§ Directions
1. In the passage about the complaint against the police commissioner, what date is given for the upcoming Nakba Day march?
2. Decide whether each statement below agrees with the passage about the complaint against the police commissioner. Answer yes or no for each, and quote the words from the passage that settle it.
(a) The complaint asks that the commissioner's comments be retracted.
(b) The coalition's route for the Nakba Day march was left unrestricted.
(c) The march led by Tommy Robinson was given space outside London.
3. Continue the passage about the complaint against the police commissioner from its last sentence.

§ Document text

────────

The complaint stated that the commissioner had made misleading remarks not backed up by evidence, and abused his power.
“He has also acted in a racially discriminatory way in inferring that protests against fundamental violations of international law by Israel and by Britain are antisemitic,” it added.
It further noted that for an upcoming march on 16 May to mark Nakba Day, the coalition’s route had been restricted, whilst the Metropolitan Police had given space for a far-right march led by Tommy Robinson in central London.
“In view of the Commissioner’s conduct, we would ask that the comments are immediately retracted and a full apology is made to our client,” the complaint concludes.
Last week, the same groups criticised attempts by politicians and the media to smear the demonstrations, as well as suggestions that they could be banned.

────────

§ Material
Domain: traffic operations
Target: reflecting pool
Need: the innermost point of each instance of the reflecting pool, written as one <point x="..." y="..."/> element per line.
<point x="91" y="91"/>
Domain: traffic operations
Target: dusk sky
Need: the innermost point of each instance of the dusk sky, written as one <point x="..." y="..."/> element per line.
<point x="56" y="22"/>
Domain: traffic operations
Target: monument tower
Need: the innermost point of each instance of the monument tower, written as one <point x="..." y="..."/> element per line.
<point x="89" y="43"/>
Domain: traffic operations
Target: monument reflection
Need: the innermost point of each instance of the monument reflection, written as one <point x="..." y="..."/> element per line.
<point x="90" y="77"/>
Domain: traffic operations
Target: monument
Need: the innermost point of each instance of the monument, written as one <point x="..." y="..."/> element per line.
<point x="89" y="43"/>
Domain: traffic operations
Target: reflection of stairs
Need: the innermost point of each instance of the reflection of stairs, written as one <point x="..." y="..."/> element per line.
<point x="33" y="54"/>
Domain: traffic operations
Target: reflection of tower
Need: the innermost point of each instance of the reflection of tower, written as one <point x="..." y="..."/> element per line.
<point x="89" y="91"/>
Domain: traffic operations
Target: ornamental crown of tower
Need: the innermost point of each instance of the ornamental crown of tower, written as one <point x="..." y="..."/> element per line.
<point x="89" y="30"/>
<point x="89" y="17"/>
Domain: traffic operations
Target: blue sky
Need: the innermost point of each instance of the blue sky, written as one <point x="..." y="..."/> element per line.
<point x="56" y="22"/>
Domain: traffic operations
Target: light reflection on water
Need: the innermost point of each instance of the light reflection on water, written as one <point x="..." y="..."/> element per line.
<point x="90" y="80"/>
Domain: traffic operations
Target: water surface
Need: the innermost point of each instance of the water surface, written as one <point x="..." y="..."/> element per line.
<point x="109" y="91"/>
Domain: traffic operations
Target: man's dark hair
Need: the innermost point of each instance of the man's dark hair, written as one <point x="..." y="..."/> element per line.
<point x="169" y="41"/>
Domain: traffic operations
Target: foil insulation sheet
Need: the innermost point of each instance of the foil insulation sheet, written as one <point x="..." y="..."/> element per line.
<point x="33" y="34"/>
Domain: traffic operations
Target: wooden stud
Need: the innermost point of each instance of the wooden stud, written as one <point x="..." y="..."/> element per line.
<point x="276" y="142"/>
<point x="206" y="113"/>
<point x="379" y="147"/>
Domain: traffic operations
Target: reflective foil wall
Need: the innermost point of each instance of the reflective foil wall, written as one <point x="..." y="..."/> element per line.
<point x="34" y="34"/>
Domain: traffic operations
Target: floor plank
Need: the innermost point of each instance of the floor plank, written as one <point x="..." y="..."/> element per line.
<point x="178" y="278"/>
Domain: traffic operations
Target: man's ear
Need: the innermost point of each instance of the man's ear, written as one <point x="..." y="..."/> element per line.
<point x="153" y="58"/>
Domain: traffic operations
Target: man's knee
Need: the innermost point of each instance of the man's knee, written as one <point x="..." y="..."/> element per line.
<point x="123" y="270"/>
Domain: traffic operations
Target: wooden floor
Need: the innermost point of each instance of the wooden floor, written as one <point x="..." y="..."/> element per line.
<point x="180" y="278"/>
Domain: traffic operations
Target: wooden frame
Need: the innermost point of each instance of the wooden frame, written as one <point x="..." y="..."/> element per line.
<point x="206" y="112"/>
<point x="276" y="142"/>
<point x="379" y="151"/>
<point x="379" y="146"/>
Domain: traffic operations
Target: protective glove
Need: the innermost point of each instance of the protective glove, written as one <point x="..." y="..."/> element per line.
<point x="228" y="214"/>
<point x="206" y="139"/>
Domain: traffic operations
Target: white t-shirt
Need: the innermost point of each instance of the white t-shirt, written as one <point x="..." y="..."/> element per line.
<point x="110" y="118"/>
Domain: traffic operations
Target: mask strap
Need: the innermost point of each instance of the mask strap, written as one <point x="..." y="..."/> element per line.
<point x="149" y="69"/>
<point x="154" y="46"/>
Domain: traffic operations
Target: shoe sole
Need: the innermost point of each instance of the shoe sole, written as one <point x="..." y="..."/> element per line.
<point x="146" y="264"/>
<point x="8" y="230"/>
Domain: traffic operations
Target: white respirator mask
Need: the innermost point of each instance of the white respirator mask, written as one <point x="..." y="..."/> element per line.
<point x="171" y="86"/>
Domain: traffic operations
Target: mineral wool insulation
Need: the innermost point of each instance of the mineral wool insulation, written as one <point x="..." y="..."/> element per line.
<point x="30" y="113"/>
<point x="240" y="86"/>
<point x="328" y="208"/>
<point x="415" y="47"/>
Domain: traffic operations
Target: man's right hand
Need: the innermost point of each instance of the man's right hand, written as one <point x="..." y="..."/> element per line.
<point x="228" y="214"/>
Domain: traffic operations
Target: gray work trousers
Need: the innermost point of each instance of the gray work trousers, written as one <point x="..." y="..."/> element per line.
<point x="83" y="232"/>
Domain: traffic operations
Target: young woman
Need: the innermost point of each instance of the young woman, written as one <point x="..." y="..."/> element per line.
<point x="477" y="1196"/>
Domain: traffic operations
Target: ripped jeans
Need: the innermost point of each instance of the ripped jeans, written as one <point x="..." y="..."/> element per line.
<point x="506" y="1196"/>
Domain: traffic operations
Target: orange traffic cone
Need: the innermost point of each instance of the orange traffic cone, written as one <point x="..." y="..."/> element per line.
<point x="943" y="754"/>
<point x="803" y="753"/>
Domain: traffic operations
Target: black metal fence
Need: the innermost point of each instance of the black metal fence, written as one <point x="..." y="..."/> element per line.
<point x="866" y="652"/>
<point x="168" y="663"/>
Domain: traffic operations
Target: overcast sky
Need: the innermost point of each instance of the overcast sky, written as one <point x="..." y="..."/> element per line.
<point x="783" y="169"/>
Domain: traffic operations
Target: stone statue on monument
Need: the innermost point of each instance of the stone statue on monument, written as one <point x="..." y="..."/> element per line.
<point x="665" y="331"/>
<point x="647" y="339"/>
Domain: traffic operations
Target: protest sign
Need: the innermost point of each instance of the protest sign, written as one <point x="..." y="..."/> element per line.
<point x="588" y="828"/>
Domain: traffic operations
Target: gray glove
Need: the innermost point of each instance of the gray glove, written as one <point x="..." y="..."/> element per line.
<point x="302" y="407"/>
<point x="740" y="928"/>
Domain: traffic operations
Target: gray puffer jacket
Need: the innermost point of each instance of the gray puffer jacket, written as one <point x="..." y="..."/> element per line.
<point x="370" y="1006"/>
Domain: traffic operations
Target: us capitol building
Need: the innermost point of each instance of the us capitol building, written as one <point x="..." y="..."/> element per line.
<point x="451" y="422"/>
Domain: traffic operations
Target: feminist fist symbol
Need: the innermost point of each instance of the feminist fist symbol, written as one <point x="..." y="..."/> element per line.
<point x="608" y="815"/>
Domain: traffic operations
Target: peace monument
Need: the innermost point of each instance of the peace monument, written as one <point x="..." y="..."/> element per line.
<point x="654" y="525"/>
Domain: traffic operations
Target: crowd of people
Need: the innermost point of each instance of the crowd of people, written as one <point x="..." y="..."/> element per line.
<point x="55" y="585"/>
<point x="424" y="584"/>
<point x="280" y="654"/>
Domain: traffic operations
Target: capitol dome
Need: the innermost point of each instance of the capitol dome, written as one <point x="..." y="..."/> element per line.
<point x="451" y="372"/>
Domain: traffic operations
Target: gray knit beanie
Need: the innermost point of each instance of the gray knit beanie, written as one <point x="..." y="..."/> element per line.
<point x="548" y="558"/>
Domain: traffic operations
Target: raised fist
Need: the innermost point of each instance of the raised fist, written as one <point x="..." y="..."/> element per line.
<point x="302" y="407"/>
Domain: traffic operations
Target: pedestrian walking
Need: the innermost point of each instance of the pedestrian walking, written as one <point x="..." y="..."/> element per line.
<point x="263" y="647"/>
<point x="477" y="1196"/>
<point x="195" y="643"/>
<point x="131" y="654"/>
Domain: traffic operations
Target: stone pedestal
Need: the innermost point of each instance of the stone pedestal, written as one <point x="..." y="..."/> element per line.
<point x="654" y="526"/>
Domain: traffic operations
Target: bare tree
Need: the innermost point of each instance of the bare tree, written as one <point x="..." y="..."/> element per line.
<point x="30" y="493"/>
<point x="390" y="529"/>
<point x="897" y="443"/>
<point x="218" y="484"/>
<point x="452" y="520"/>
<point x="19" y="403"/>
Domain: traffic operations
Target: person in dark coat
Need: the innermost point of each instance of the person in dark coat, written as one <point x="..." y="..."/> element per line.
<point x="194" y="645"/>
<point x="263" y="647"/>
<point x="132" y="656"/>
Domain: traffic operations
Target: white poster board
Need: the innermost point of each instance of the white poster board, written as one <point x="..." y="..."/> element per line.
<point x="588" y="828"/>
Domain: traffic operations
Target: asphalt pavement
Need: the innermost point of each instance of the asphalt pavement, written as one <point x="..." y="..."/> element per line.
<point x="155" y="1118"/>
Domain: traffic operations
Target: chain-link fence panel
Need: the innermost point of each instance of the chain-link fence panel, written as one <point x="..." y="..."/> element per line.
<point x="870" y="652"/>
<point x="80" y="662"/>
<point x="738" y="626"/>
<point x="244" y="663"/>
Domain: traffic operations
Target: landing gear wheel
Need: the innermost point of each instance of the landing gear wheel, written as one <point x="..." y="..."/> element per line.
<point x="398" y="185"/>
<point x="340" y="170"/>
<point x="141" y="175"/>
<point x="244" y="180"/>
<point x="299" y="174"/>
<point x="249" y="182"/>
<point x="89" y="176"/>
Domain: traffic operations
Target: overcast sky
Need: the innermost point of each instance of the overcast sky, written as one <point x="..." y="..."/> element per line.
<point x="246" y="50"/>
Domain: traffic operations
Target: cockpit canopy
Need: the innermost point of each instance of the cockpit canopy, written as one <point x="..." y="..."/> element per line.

────────

§ Expected answers
1. 16 May

2.
(a) Yes: "we would ask that the comments are immediately retracted"
(b) No: "the coalition’s route had been restricted"
(c) No: "a far-right march led by Tommy Robinson in central London"

3.
A 45-year-old Somali-born British national was arrested on Wednesday afternoon after the stabbing of two Jewish men, aged 34 and 76, in Golders Green, a neighbourhood of northwest London with a large Jewish population, and an earlier stabbing of a Muslim man, Ishmail Hussein, in south London.
Politicians, including British Prime Minister Keir Starmer, have used the Golders Green attacks to condemn pro-Palestine marches and call for their curtailment.
In an interview with the BBC's Today programme on Saturday, Starmer said the language used on marches should be policed and suggested that there could be a case for banning marches altogether.